Exercise requirements - Write these lines out again, swapping "Trace the outline" for "Draw the boundary" everywhere and leaving everything else as it is. Omit the pictures from your answer.

The records -

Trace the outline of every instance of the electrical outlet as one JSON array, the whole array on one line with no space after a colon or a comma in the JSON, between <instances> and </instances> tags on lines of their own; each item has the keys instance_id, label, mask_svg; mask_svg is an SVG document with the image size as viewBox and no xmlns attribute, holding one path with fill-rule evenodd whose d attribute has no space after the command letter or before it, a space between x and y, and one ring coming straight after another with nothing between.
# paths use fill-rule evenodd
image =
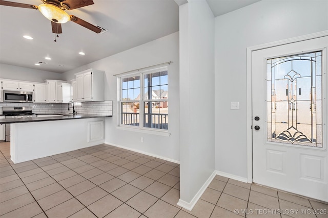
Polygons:
<instances>
[{"instance_id":1,"label":"electrical outlet","mask_svg":"<svg viewBox=\"0 0 328 218\"><path fill-rule=\"evenodd\" d=\"M230 109L239 110L239 102L230 102Z\"/></svg>"}]
</instances>

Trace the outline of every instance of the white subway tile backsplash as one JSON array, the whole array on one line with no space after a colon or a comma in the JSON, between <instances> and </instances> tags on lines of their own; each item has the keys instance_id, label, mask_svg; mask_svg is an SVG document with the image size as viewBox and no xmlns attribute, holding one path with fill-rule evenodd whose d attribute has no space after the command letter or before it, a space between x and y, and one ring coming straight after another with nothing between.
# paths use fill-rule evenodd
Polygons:
<instances>
[{"instance_id":1,"label":"white subway tile backsplash","mask_svg":"<svg viewBox=\"0 0 328 218\"><path fill-rule=\"evenodd\" d=\"M70 104L70 110L68 110L68 104L46 104L46 103L11 103L0 102L0 114L3 114L3 107L32 107L32 112L34 113L72 113L73 108ZM81 106L74 107L77 113L113 115L113 101L106 101L103 102L83 102Z\"/></svg>"}]
</instances>

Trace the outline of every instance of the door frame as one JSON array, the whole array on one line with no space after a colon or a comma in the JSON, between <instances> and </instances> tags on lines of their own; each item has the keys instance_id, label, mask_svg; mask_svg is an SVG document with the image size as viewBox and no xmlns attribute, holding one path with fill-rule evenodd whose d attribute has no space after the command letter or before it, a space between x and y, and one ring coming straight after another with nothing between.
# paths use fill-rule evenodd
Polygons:
<instances>
[{"instance_id":1,"label":"door frame","mask_svg":"<svg viewBox=\"0 0 328 218\"><path fill-rule=\"evenodd\" d=\"M257 50L268 49L270 47L275 47L279 45L283 45L284 44L290 44L294 42L300 42L304 40L315 39L324 36L328 36L328 30L315 33L309 35L299 36L297 37L277 41L273 42L270 42L265 44L262 44L258 45L253 46L247 47L247 182L248 183L253 182L253 134L252 130L251 129L253 117L252 117L252 104L253 101L252 98L252 52Z\"/></svg>"}]
</instances>

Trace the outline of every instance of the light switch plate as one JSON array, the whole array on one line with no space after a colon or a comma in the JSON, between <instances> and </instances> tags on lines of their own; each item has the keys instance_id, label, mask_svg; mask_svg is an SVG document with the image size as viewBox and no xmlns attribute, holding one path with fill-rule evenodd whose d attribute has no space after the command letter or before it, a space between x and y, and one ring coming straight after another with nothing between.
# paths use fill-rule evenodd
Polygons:
<instances>
[{"instance_id":1,"label":"light switch plate","mask_svg":"<svg viewBox=\"0 0 328 218\"><path fill-rule=\"evenodd\" d=\"M239 102L230 102L230 109L231 110L239 110Z\"/></svg>"}]
</instances>

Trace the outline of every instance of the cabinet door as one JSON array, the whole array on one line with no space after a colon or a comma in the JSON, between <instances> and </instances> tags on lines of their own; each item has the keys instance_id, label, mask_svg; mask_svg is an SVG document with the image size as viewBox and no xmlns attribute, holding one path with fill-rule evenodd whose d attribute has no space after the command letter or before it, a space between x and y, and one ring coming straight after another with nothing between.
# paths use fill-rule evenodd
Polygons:
<instances>
[{"instance_id":1,"label":"cabinet door","mask_svg":"<svg viewBox=\"0 0 328 218\"><path fill-rule=\"evenodd\" d=\"M92 74L91 72L83 74L83 94L84 101L92 100Z\"/></svg>"},{"instance_id":2,"label":"cabinet door","mask_svg":"<svg viewBox=\"0 0 328 218\"><path fill-rule=\"evenodd\" d=\"M63 102L63 87L61 84L57 85L57 103Z\"/></svg>"},{"instance_id":3,"label":"cabinet door","mask_svg":"<svg viewBox=\"0 0 328 218\"><path fill-rule=\"evenodd\" d=\"M72 100L73 102L77 101L77 88L76 81L72 82Z\"/></svg>"},{"instance_id":4,"label":"cabinet door","mask_svg":"<svg viewBox=\"0 0 328 218\"><path fill-rule=\"evenodd\" d=\"M34 85L34 102L45 103L47 102L47 85Z\"/></svg>"},{"instance_id":5,"label":"cabinet door","mask_svg":"<svg viewBox=\"0 0 328 218\"><path fill-rule=\"evenodd\" d=\"M83 101L83 74L76 76L76 90L77 101Z\"/></svg>"},{"instance_id":6,"label":"cabinet door","mask_svg":"<svg viewBox=\"0 0 328 218\"><path fill-rule=\"evenodd\" d=\"M34 89L34 87L33 86L33 85L34 84L33 83L31 83L19 82L19 90L33 91Z\"/></svg>"},{"instance_id":7,"label":"cabinet door","mask_svg":"<svg viewBox=\"0 0 328 218\"><path fill-rule=\"evenodd\" d=\"M19 83L17 81L3 80L2 88L3 90L12 90L14 91L18 91Z\"/></svg>"},{"instance_id":8,"label":"cabinet door","mask_svg":"<svg viewBox=\"0 0 328 218\"><path fill-rule=\"evenodd\" d=\"M0 116L0 119L4 119L5 116ZM5 124L0 124L0 140L5 140L6 135L5 134Z\"/></svg>"},{"instance_id":9,"label":"cabinet door","mask_svg":"<svg viewBox=\"0 0 328 218\"><path fill-rule=\"evenodd\" d=\"M56 95L57 94L57 83L55 81L49 81L47 85L48 102L55 103L56 102Z\"/></svg>"}]
</instances>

Complete response -
Draw the boundary of every instance of the electrical outlet as one JSON array, the whole array on one line with no space after a colon or a comma in the JSON, between <instances> and </instances> tags on lines of their own; each item has the keys instance_id, label, mask_svg; mask_svg is an SVG document with the image size as viewBox and no xmlns attribute, holding one path with fill-rule evenodd whose d attribute has no space after the command letter or before it, a space between x and y, and one ring coming straight after another with nothing between.
# paths use fill-rule evenodd
image =
Polygons:
<instances>
[{"instance_id":1,"label":"electrical outlet","mask_svg":"<svg viewBox=\"0 0 328 218\"><path fill-rule=\"evenodd\" d=\"M230 109L239 110L239 102L230 102Z\"/></svg>"}]
</instances>

Draw the boundary of every instance of the white subway tile backsplash as one JSON array, the whole array on one line with no space after a colon or a comma in the JSON, between <instances> and </instances> tags on lines of their own; each item has the keys instance_id, label, mask_svg; mask_svg is an SVG document with the image size as viewBox and no xmlns attribute, holding one path with fill-rule evenodd whose d attribute has no space after the command letter or before it, a space between x and y, and one ring coming straight after another with nothing between.
# paths use fill-rule evenodd
Polygons:
<instances>
[{"instance_id":1,"label":"white subway tile backsplash","mask_svg":"<svg viewBox=\"0 0 328 218\"><path fill-rule=\"evenodd\" d=\"M70 104L70 110L68 110L68 104L46 104L46 103L11 103L0 102L0 114L3 114L3 107L32 107L32 112L34 113L72 113L73 108ZM81 106L74 107L77 113L113 115L113 101L106 101L103 102L83 102Z\"/></svg>"}]
</instances>

Draw the boundary of every instance of the door frame as one JSON array, the whole array on one line with no space after a colon or a comma in the JSON, between <instances> and </instances> tags on lines of their own; each item has the keys instance_id, label, mask_svg; mask_svg is an SVG document with the image size as viewBox and no xmlns attribute, holding one path with fill-rule evenodd whose d attribute has no space after the command letter or before it, a space between x and y, and one ring coming straight after another with nothing between.
# paths use fill-rule evenodd
Polygons:
<instances>
[{"instance_id":1,"label":"door frame","mask_svg":"<svg viewBox=\"0 0 328 218\"><path fill-rule=\"evenodd\" d=\"M257 50L268 49L270 47L275 47L279 45L283 45L284 44L290 44L294 42L300 42L304 40L315 39L324 36L328 36L328 30L315 33L309 35L299 36L297 37L277 41L273 42L270 42L265 44L262 44L258 45L253 46L247 47L247 182L248 183L253 182L253 134L252 130L251 129L253 117L252 117L252 104L253 101L252 98L252 52Z\"/></svg>"}]
</instances>

Draw the boundary of every instance of the light switch plate as one JSON array, the whole array on one line with no space after a colon or a comma in the JSON, between <instances> and </instances> tags on lines of their own; each item has the keys instance_id, label, mask_svg; mask_svg is an SVG document with the image size as viewBox and no xmlns attribute, holding one path with fill-rule evenodd whose d attribute has no space after the command letter or before it, a space between x and y, and one ring coming straight after another with nothing between.
# paths use fill-rule evenodd
Polygons:
<instances>
[{"instance_id":1,"label":"light switch plate","mask_svg":"<svg viewBox=\"0 0 328 218\"><path fill-rule=\"evenodd\" d=\"M239 102L230 102L230 109L231 110L239 110Z\"/></svg>"}]
</instances>

Draw the boundary of every instance of the cabinet door as one JSON array, the whole array on one line with no space after a colon or a comma in the JSON, between <instances> and </instances> tags on lines of their own; each item has the keys instance_id, label, mask_svg; mask_svg is an SVG document with the image size as viewBox and no xmlns attribute, holding one path with fill-rule evenodd whose d attribute has no space after the command letter or before it, a space between x and y, and one ring coming straight after another with nothing between.
# paths use fill-rule evenodd
Polygons:
<instances>
[{"instance_id":1,"label":"cabinet door","mask_svg":"<svg viewBox=\"0 0 328 218\"><path fill-rule=\"evenodd\" d=\"M92 74L91 72L83 74L83 94L84 101L92 100Z\"/></svg>"},{"instance_id":2,"label":"cabinet door","mask_svg":"<svg viewBox=\"0 0 328 218\"><path fill-rule=\"evenodd\" d=\"M63 102L63 87L61 84L57 85L57 103Z\"/></svg>"},{"instance_id":3,"label":"cabinet door","mask_svg":"<svg viewBox=\"0 0 328 218\"><path fill-rule=\"evenodd\" d=\"M72 100L73 102L77 101L77 88L76 81L72 82Z\"/></svg>"},{"instance_id":4,"label":"cabinet door","mask_svg":"<svg viewBox=\"0 0 328 218\"><path fill-rule=\"evenodd\" d=\"M34 85L34 102L45 103L47 102L47 85Z\"/></svg>"},{"instance_id":5,"label":"cabinet door","mask_svg":"<svg viewBox=\"0 0 328 218\"><path fill-rule=\"evenodd\" d=\"M83 101L83 74L76 76L76 90L77 101Z\"/></svg>"},{"instance_id":6,"label":"cabinet door","mask_svg":"<svg viewBox=\"0 0 328 218\"><path fill-rule=\"evenodd\" d=\"M34 89L34 87L33 86L33 85L34 84L33 83L31 83L19 82L19 90L33 91Z\"/></svg>"},{"instance_id":7,"label":"cabinet door","mask_svg":"<svg viewBox=\"0 0 328 218\"><path fill-rule=\"evenodd\" d=\"M19 83L17 81L3 80L2 88L3 90L12 90L14 91L18 91Z\"/></svg>"},{"instance_id":8,"label":"cabinet door","mask_svg":"<svg viewBox=\"0 0 328 218\"><path fill-rule=\"evenodd\" d=\"M0 116L0 119L4 119L5 116ZM5 124L0 124L0 140L5 140L6 135L5 134Z\"/></svg>"},{"instance_id":9,"label":"cabinet door","mask_svg":"<svg viewBox=\"0 0 328 218\"><path fill-rule=\"evenodd\" d=\"M56 95L57 94L57 83L55 81L49 81L47 85L48 102L55 103L56 102Z\"/></svg>"}]
</instances>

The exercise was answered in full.